Challenge: Give the lines of the data below from the one containing "Pick out each instance of the glass desk" through the one containing "x=159 y=729" as a JSON list of strings, one string per line, leaving out any blank lines.

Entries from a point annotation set
▶
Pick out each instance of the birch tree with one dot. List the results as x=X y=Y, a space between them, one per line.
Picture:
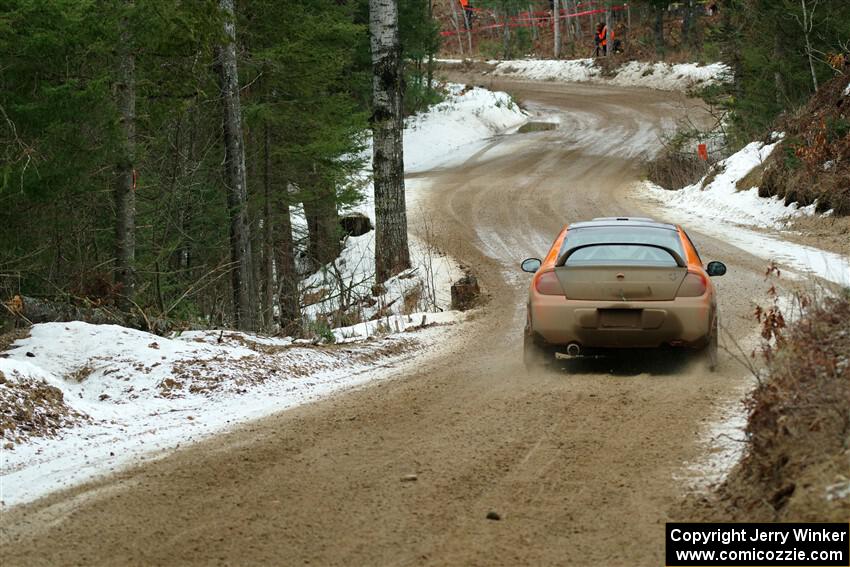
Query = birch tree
x=391 y=250
x=125 y=196
x=807 y=25
x=556 y=23
x=237 y=194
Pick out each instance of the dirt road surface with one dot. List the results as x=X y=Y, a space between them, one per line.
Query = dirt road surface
x=580 y=464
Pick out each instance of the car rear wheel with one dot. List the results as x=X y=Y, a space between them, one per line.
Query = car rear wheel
x=711 y=350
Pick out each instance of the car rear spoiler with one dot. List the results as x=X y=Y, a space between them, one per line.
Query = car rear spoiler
x=676 y=256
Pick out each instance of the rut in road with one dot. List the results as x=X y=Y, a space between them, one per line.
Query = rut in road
x=579 y=463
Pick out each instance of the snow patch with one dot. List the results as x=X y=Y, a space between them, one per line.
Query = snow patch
x=466 y=116
x=143 y=394
x=140 y=395
x=722 y=201
x=721 y=210
x=661 y=76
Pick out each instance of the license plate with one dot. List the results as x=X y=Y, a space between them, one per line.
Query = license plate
x=620 y=318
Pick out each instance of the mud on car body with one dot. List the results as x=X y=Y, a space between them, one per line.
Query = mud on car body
x=620 y=283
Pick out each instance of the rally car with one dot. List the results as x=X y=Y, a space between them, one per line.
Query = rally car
x=615 y=283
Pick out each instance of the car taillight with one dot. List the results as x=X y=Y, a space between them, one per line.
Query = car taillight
x=694 y=285
x=547 y=284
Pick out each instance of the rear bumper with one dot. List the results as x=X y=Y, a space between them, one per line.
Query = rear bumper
x=684 y=321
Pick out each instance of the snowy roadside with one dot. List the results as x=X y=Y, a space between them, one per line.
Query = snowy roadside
x=722 y=206
x=718 y=207
x=658 y=75
x=98 y=398
x=448 y=133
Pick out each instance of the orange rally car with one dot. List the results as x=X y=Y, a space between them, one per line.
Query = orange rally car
x=620 y=283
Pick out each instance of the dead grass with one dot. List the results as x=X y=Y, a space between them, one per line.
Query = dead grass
x=673 y=169
x=10 y=337
x=812 y=164
x=752 y=179
x=797 y=459
x=30 y=408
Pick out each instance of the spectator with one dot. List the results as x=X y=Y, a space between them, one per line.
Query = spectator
x=601 y=39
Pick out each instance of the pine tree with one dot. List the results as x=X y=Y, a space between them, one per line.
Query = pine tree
x=237 y=192
x=391 y=250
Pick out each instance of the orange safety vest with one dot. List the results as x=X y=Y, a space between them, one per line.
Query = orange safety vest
x=603 y=36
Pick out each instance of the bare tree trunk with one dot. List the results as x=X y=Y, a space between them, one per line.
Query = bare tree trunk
x=577 y=20
x=430 y=49
x=506 y=36
x=288 y=297
x=807 y=30
x=391 y=251
x=687 y=18
x=125 y=195
x=659 y=29
x=235 y=178
x=556 y=26
x=269 y=283
x=322 y=223
x=456 y=25
x=778 y=80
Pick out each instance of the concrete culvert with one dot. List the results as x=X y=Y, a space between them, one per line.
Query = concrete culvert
x=355 y=224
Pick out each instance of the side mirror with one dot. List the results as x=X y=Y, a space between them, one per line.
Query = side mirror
x=716 y=268
x=530 y=265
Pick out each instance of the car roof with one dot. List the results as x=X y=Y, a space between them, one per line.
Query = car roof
x=622 y=221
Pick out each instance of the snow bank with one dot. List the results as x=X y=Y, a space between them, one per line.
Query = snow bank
x=117 y=396
x=449 y=131
x=662 y=76
x=721 y=200
x=721 y=210
x=136 y=394
x=466 y=116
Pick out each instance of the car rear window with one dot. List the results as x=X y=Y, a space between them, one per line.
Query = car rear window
x=621 y=250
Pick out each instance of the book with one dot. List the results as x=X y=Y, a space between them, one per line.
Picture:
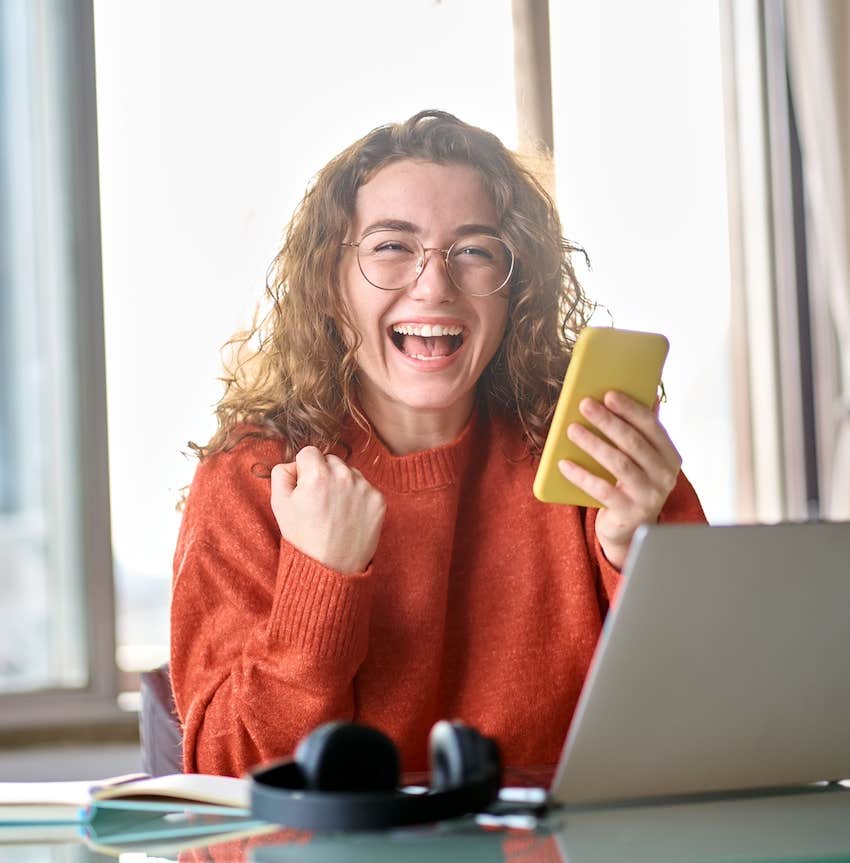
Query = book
x=164 y=834
x=69 y=802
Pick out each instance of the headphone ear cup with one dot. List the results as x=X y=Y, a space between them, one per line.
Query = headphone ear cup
x=344 y=756
x=459 y=755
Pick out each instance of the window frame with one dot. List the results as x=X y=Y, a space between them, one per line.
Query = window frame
x=58 y=121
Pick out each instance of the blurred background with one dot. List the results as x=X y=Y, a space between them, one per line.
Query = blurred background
x=152 y=153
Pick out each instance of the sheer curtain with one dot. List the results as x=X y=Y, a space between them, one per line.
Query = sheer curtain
x=818 y=33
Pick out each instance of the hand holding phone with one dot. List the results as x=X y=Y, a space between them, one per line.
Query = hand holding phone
x=603 y=359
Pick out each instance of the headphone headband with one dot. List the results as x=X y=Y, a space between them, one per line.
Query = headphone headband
x=279 y=795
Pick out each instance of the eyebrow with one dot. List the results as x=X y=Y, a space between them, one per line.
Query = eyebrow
x=402 y=225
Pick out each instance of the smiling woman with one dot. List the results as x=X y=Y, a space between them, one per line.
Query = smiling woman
x=344 y=552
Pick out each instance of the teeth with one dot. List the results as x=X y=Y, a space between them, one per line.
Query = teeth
x=427 y=330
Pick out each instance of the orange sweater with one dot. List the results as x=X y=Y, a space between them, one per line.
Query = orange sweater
x=481 y=603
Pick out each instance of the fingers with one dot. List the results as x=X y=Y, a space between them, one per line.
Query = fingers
x=637 y=442
x=633 y=446
x=284 y=478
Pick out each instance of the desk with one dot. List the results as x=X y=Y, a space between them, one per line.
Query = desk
x=810 y=825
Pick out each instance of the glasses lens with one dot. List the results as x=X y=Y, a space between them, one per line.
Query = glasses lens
x=477 y=265
x=480 y=264
x=389 y=259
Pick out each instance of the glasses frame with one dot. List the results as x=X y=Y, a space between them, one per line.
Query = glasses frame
x=420 y=262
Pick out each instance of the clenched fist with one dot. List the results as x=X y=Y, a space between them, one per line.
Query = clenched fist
x=327 y=510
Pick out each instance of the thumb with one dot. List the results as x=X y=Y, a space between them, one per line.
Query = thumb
x=284 y=479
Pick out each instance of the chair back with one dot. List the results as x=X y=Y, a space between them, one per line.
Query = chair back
x=159 y=728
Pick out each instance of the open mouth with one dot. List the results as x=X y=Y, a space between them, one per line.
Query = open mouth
x=427 y=341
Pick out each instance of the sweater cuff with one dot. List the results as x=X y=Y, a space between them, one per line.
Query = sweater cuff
x=320 y=610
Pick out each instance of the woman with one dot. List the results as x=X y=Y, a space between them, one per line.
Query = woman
x=360 y=540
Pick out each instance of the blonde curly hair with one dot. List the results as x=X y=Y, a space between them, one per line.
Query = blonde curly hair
x=292 y=376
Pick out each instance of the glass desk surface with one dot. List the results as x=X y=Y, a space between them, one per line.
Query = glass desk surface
x=809 y=824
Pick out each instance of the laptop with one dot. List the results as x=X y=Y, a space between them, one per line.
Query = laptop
x=724 y=664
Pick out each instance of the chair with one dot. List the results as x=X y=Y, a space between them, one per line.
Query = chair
x=159 y=729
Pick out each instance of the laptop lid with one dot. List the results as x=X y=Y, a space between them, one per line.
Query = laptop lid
x=724 y=664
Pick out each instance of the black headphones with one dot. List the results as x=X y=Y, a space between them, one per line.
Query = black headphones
x=345 y=777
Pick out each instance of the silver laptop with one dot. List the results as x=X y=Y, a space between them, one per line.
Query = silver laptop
x=724 y=664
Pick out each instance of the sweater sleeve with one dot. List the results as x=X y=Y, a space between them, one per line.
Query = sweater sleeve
x=265 y=641
x=682 y=505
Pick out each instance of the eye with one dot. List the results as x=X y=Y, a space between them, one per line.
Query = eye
x=391 y=246
x=474 y=251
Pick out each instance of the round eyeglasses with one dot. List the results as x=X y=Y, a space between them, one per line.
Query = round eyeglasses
x=477 y=264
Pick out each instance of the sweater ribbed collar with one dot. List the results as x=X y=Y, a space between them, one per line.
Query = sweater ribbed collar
x=418 y=471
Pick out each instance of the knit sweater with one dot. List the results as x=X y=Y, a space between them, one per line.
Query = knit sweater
x=480 y=604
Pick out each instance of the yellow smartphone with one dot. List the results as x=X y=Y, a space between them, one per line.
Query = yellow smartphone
x=603 y=359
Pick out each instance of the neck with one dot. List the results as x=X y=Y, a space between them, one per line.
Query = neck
x=406 y=430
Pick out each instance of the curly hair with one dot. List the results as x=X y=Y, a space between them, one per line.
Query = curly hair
x=292 y=376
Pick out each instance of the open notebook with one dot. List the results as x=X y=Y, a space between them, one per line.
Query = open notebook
x=67 y=802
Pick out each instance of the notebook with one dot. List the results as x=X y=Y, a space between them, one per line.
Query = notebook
x=724 y=664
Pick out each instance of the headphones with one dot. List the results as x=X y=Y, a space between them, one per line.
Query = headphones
x=345 y=776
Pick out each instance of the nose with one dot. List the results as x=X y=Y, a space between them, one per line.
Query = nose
x=434 y=284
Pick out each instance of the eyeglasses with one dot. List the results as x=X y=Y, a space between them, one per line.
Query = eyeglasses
x=392 y=260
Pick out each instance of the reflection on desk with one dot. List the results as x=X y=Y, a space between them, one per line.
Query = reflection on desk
x=804 y=825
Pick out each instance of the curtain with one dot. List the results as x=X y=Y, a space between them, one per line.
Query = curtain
x=818 y=44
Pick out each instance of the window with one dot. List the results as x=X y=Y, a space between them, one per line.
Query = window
x=55 y=572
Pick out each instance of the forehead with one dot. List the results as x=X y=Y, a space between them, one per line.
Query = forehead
x=434 y=198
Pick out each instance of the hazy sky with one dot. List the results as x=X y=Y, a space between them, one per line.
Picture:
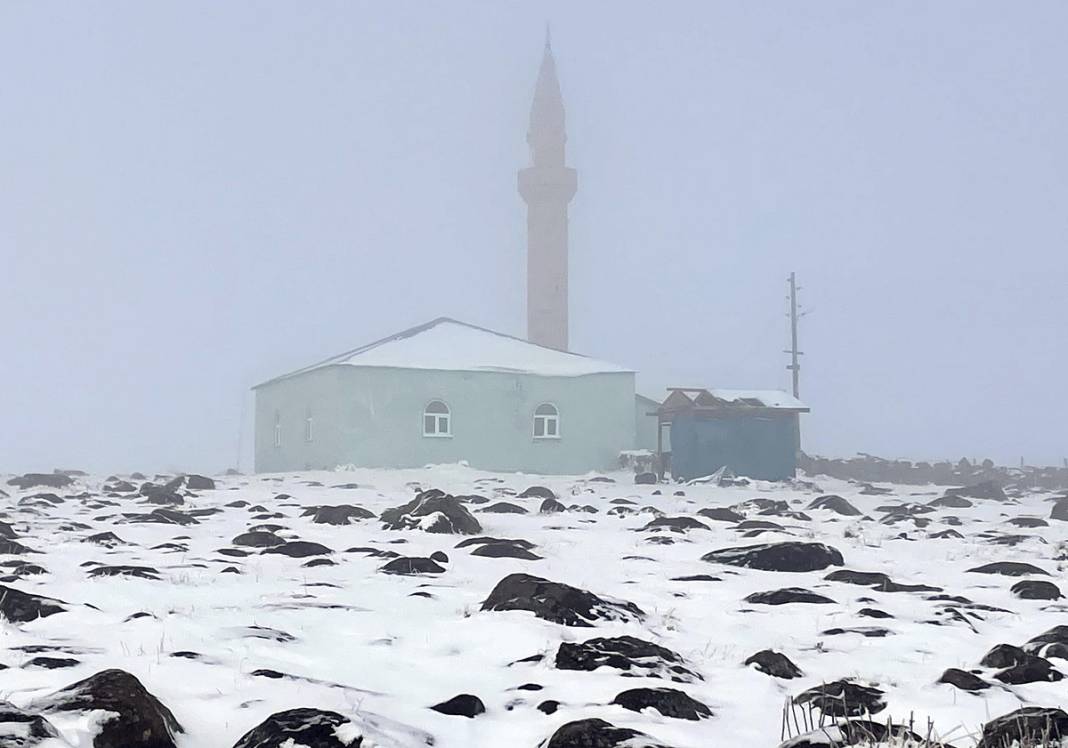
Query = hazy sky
x=195 y=197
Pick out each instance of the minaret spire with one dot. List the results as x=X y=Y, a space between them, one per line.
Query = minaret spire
x=548 y=186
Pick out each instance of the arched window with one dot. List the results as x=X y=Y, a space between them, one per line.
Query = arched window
x=437 y=419
x=546 y=422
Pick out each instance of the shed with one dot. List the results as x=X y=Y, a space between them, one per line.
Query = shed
x=753 y=433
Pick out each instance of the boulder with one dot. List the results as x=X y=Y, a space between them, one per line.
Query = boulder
x=774 y=664
x=779 y=557
x=47 y=480
x=299 y=549
x=836 y=504
x=433 y=511
x=19 y=729
x=556 y=602
x=20 y=607
x=630 y=654
x=410 y=566
x=597 y=733
x=786 y=595
x=461 y=705
x=1036 y=589
x=844 y=699
x=1008 y=569
x=307 y=728
x=135 y=719
x=963 y=680
x=670 y=702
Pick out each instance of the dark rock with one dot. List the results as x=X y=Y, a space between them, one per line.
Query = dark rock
x=844 y=699
x=774 y=664
x=836 y=504
x=1036 y=589
x=787 y=594
x=258 y=540
x=409 y=566
x=299 y=549
x=122 y=571
x=1031 y=726
x=461 y=705
x=503 y=508
x=137 y=718
x=987 y=489
x=597 y=733
x=505 y=549
x=779 y=557
x=1051 y=643
x=630 y=654
x=721 y=514
x=548 y=706
x=963 y=680
x=670 y=702
x=433 y=511
x=51 y=664
x=1008 y=569
x=537 y=493
x=19 y=729
x=676 y=525
x=551 y=507
x=308 y=728
x=556 y=602
x=48 y=480
x=343 y=514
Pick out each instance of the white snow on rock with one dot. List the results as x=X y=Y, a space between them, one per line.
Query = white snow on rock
x=381 y=649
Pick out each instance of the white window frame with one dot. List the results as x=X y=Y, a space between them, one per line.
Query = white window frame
x=439 y=418
x=549 y=422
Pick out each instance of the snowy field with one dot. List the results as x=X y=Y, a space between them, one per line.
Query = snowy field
x=225 y=635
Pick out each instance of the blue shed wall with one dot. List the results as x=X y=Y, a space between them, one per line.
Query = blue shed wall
x=759 y=447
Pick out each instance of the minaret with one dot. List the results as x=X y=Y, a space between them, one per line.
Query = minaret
x=547 y=186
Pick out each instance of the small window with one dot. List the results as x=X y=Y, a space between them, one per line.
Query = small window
x=437 y=420
x=546 y=422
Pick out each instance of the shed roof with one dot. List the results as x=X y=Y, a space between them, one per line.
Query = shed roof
◀
In response:
[
  "Pick out each instance of the glass desk surface with one dot. List the results as x=X y=Y, a space between them, one per line.",
  "Query = glass desk surface",
  "x=809 y=824",
  "Pick out each instance of the laptop with one dot. List the results as x=X y=Y, a space between them, one per line.",
  "Query = laptop",
  "x=724 y=664",
  "Pick out each instance of the chair with one dot. List the results as x=X y=Y, a space between them, one per line.",
  "Query = chair",
  "x=159 y=729"
]